Exactly reproduce the lines from the line containing "target: blue sky" to the end of the data below, inclusive, and nothing else.

[BEGIN Raw data]

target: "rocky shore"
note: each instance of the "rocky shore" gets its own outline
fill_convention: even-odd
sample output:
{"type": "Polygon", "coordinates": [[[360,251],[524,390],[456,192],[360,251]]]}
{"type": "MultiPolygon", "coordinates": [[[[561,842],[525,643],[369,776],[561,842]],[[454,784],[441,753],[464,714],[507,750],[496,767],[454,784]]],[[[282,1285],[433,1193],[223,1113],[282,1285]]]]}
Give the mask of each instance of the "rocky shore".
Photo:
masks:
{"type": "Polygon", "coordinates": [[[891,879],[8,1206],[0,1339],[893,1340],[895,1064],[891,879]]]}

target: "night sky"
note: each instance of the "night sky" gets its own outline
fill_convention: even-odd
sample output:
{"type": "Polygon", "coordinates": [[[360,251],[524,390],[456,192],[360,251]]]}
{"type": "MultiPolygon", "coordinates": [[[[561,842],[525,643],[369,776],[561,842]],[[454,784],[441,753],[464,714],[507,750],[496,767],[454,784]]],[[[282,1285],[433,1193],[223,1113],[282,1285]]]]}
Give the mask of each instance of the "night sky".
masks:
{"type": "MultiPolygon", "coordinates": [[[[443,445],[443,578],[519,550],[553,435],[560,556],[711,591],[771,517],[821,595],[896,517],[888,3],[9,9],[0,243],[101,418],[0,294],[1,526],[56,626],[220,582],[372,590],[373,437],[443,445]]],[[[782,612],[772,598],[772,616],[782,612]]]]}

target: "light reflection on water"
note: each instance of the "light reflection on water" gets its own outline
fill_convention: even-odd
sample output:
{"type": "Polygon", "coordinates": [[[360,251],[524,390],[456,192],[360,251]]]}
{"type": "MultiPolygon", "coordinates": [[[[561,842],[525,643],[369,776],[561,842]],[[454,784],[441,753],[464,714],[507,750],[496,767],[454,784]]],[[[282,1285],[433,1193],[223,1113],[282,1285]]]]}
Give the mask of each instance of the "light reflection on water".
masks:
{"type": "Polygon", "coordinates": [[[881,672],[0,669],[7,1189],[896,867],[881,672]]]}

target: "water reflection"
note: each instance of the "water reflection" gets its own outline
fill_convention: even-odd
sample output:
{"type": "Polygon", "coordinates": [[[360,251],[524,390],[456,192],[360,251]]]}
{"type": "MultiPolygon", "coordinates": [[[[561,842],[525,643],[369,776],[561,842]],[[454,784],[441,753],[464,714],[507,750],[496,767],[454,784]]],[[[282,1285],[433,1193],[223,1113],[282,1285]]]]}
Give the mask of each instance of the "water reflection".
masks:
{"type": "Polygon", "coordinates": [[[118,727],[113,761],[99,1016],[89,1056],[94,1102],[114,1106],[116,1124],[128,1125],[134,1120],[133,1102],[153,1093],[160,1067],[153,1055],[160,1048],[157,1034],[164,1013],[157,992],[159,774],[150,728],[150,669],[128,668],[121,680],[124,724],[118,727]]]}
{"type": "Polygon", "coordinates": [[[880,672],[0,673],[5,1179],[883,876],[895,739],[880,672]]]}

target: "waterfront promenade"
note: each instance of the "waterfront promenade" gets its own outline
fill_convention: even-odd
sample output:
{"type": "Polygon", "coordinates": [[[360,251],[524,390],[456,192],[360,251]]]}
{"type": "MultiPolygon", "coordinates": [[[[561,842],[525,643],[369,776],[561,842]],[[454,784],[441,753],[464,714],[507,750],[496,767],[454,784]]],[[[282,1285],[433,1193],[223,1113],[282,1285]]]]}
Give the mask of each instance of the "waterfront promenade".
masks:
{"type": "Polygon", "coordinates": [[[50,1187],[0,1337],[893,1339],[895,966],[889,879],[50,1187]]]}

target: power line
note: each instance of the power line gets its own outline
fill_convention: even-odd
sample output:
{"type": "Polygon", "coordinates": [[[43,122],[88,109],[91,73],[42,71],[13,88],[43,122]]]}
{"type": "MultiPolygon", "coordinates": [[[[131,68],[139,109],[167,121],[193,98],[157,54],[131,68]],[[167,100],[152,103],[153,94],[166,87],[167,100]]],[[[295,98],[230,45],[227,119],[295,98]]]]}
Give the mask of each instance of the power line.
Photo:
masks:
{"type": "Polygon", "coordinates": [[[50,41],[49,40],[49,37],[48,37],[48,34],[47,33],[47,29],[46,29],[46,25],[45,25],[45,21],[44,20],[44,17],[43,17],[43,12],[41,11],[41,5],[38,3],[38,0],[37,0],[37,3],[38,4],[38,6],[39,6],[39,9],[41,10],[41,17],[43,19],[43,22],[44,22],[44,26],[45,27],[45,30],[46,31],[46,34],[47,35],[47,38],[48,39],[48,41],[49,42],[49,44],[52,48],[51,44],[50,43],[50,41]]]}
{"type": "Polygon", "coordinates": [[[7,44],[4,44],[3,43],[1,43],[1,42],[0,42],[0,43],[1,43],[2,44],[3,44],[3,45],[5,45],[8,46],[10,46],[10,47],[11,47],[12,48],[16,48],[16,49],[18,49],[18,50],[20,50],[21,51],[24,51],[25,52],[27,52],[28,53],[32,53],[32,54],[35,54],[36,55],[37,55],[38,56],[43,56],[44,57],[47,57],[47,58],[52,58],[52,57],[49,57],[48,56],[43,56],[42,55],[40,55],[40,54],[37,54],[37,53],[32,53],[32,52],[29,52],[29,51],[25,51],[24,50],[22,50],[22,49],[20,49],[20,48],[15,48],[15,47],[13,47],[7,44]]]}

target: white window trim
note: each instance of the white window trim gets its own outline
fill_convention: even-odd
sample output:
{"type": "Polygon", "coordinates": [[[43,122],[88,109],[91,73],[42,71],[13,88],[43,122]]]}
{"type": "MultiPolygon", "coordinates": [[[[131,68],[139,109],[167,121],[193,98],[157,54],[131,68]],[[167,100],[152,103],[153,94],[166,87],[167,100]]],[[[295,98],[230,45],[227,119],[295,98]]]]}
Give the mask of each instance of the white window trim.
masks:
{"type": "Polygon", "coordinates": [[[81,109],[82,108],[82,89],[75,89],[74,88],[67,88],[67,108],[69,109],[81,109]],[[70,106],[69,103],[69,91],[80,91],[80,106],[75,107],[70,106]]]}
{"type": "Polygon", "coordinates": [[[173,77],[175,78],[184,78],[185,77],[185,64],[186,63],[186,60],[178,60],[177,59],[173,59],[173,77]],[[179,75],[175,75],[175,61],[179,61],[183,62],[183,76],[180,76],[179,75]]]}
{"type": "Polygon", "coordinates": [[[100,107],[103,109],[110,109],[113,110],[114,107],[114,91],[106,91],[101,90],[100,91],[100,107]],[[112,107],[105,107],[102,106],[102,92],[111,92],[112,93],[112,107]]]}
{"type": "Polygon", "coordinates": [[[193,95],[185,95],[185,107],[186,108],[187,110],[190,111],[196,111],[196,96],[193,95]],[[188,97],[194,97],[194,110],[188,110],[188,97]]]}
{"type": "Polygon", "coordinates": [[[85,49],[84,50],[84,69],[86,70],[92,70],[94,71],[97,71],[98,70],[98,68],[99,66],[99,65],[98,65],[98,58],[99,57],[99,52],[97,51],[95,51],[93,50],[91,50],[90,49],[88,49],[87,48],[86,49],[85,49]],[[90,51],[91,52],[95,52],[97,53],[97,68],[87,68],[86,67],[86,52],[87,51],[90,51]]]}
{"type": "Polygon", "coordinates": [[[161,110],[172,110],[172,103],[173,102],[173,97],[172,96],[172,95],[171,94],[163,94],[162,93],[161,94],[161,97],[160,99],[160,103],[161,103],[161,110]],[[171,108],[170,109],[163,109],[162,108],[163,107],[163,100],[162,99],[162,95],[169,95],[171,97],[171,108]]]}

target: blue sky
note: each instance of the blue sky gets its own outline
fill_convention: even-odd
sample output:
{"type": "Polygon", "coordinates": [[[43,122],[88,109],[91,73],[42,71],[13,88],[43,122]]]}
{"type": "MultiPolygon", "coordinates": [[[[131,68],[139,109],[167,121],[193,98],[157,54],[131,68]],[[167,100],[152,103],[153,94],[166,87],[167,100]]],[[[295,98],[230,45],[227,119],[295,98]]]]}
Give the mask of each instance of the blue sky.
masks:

[END Raw data]

Full answer
target: blue sky
note: each instance of the blue sky gets its own outline
fill_convention: even-odd
sample output:
{"type": "Polygon", "coordinates": [[[43,122],[88,109],[91,73],[42,71],[13,88],[43,122]]]}
{"type": "MultiPolygon", "coordinates": [[[[131,68],[139,109],[167,121],[193,98],[157,54],[131,68]],[[167,100],[152,103],[153,94],[166,87],[167,100]]],[[[295,98],[230,45],[227,119],[295,98]]]]}
Give the mask of each instance of the blue sky.
masks:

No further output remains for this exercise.